======== DATA

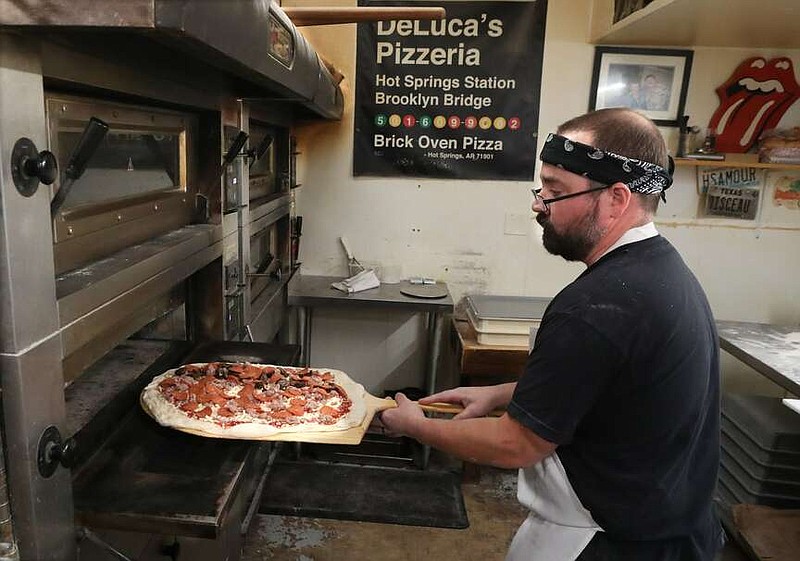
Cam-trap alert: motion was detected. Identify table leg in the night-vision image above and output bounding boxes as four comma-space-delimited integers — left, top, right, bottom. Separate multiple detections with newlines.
422, 312, 443, 469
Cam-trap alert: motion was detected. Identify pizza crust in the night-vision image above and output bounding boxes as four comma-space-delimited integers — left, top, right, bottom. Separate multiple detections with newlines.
141, 364, 367, 439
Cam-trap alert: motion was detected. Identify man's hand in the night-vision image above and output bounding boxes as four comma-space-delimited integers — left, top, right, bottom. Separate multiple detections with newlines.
419, 384, 514, 419
378, 393, 425, 438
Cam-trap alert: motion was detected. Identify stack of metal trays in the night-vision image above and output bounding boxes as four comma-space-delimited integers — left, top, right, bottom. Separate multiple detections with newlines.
465, 294, 550, 348
717, 394, 800, 508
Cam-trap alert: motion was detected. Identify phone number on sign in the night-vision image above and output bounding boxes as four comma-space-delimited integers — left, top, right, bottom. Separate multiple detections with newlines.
425, 151, 494, 160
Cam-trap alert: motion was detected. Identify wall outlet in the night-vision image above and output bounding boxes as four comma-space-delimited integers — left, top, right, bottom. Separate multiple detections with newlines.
503, 212, 531, 236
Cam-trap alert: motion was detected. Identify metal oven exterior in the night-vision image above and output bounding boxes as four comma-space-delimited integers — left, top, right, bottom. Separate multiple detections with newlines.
0, 4, 342, 561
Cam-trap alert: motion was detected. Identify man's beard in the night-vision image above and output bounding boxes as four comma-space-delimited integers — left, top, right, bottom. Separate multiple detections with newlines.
536, 201, 603, 261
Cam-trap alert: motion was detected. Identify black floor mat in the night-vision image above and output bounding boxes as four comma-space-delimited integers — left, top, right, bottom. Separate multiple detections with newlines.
259, 462, 469, 528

================

SET TASK => Retype the items from the line containing "Cam-trap alert: motion was detected. Identify man's hand" through the line containing "425, 151, 494, 160", keeping every character unchanged.

EXERCISE RESULT =>
Cam-trap alert: motion was detected. Identify man's hand in the night-vision image above and output bounding boxes as four comma-space-delimited integers — left, top, right, bottom. Separate multiple detections with newlines.
419, 384, 514, 419
378, 393, 425, 438
Cam-trap alert: motion was detected. Identify stack of metal trays in the night-vision image above and output bounding boxes as four comma-space-delimited integers — left, top, right, bottom. Separate multiple detections with newlines.
465, 294, 550, 348
717, 394, 800, 508
Cam-trap alert: motion was detected. Identify phone number on sign in the night-vision image above and output bounding boxes as four comma-space-delimited integers — left, top, right, bottom. Separate multiple detections with newlines.
425, 151, 494, 160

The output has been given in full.